» INPUT DATA:
*** Begin section ***

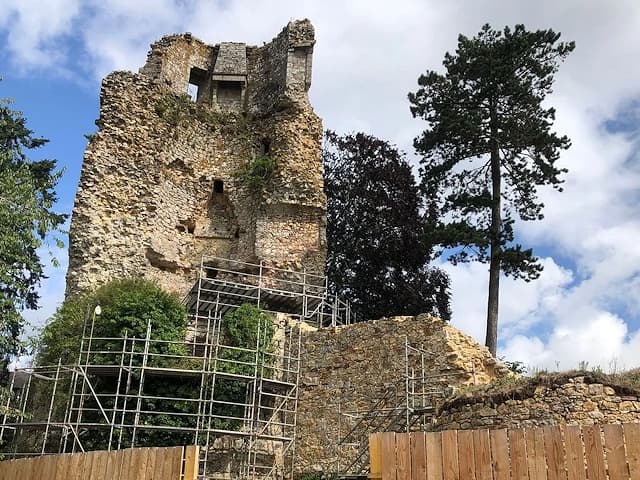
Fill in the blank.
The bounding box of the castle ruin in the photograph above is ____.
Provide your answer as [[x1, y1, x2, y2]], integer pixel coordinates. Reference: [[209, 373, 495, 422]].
[[6, 19, 513, 480], [66, 19, 326, 297]]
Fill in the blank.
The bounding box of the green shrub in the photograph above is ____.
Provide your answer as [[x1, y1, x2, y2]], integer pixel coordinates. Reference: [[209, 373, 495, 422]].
[[212, 304, 276, 430], [38, 277, 188, 366], [235, 155, 276, 190]]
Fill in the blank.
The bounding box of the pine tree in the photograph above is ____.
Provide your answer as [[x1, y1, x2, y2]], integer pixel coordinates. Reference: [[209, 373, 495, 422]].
[[408, 25, 574, 355]]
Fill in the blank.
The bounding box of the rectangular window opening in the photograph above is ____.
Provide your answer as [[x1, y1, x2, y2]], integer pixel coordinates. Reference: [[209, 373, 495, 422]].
[[188, 67, 208, 102]]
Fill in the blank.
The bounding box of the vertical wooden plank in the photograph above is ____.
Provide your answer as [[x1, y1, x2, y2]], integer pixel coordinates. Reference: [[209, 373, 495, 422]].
[[0, 459, 11, 480], [426, 431, 444, 480], [104, 450, 119, 480], [55, 454, 70, 480], [92, 451, 109, 480], [526, 428, 539, 480], [21, 458, 33, 480], [146, 447, 159, 479], [30, 455, 40, 479], [411, 433, 427, 480], [397, 434, 411, 480], [533, 428, 548, 480], [564, 425, 586, 480], [175, 446, 185, 479], [153, 447, 166, 480], [382, 433, 397, 480], [183, 446, 200, 480], [472, 429, 491, 480], [510, 429, 529, 480], [625, 423, 640, 480], [489, 429, 509, 480], [604, 424, 629, 480], [68, 451, 83, 480], [8, 459, 19, 480], [457, 431, 475, 480], [161, 448, 174, 480], [30, 456, 44, 480], [544, 426, 567, 480], [370, 433, 383, 480], [77, 452, 91, 480], [120, 448, 133, 480], [128, 448, 141, 480], [46, 455, 59, 479], [583, 425, 606, 480], [441, 430, 459, 480], [12, 459, 23, 480]]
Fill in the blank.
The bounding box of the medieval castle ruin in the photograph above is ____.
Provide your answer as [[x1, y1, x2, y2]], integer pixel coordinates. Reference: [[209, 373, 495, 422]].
[[4, 19, 640, 480], [66, 19, 326, 297]]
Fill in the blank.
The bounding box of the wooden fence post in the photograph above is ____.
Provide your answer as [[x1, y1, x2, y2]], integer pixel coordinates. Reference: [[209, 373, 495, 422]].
[[183, 446, 199, 480]]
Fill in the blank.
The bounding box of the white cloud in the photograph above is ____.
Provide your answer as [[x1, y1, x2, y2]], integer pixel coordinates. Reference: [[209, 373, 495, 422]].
[[0, 0, 81, 73], [1, 0, 640, 371]]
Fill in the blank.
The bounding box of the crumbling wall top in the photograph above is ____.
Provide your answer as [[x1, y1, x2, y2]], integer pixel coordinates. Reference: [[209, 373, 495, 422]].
[[137, 19, 316, 114]]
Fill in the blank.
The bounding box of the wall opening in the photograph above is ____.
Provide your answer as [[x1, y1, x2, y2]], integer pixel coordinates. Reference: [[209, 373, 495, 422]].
[[261, 138, 271, 156], [213, 179, 224, 194], [188, 67, 208, 102]]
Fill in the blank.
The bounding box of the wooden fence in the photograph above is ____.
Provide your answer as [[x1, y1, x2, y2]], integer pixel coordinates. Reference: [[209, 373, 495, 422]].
[[0, 445, 199, 480], [370, 423, 640, 480]]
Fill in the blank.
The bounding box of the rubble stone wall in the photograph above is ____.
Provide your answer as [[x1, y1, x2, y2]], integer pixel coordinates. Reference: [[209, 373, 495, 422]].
[[66, 20, 325, 296], [432, 375, 640, 431], [295, 315, 511, 473]]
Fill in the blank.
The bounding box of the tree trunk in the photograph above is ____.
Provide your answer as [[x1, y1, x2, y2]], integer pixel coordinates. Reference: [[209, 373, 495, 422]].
[[486, 108, 501, 357]]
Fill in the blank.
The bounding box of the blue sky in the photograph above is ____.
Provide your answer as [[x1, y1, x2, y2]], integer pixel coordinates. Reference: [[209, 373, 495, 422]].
[[1, 0, 639, 371]]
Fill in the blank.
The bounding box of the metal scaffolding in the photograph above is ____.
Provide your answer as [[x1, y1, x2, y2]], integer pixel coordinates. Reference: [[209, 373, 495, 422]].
[[0, 256, 350, 479], [334, 338, 454, 477]]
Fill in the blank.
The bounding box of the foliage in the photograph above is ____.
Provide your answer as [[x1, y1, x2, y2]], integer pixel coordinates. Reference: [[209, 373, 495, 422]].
[[0, 84, 67, 368], [500, 357, 528, 375], [235, 155, 277, 191], [155, 92, 251, 136], [154, 93, 192, 126], [323, 130, 451, 321], [214, 304, 275, 430], [38, 278, 188, 366], [408, 24, 574, 354], [34, 278, 191, 449]]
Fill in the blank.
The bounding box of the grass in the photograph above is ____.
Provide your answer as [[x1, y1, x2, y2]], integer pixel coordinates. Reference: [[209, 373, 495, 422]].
[[441, 368, 640, 411]]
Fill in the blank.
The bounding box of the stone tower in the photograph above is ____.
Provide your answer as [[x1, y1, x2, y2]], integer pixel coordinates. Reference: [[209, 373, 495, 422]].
[[66, 20, 326, 296]]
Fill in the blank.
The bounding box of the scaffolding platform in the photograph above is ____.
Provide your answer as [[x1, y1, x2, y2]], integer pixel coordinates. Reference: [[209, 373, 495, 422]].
[[1, 256, 355, 480], [185, 256, 355, 327]]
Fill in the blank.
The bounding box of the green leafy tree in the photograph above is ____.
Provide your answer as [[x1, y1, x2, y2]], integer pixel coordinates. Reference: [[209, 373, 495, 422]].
[[323, 130, 451, 321], [36, 278, 192, 449], [408, 25, 574, 355], [0, 85, 66, 369], [38, 277, 188, 366]]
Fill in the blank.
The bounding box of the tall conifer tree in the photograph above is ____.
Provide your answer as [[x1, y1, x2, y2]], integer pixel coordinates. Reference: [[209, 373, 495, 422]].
[[409, 25, 574, 355]]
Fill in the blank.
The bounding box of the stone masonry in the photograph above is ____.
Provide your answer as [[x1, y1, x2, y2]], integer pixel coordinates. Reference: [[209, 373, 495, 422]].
[[66, 20, 325, 296], [431, 373, 640, 432], [295, 315, 511, 473]]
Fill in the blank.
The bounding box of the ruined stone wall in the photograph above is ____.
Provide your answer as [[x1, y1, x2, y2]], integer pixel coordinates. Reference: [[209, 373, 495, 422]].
[[295, 315, 511, 473], [66, 20, 325, 296], [432, 374, 640, 432]]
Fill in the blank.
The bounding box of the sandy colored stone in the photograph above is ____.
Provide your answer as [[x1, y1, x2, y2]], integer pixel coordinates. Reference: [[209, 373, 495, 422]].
[[66, 20, 326, 297]]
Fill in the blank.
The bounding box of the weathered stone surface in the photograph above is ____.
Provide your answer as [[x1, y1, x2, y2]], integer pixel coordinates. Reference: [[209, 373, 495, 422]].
[[432, 375, 640, 431], [295, 314, 510, 473], [66, 20, 326, 297]]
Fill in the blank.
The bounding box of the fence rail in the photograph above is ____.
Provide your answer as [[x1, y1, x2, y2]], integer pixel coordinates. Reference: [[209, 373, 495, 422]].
[[370, 423, 640, 480], [0, 445, 199, 480]]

*** End section ***

» WORK TASK: Only lines that contain "green" are needed, so copy each of them from the data.

» EXERCISE SOLUTION:
The bounding box of the green shrub in the photograph above is ____.
The bounding box of the green leafy tree in the photograph above is ____.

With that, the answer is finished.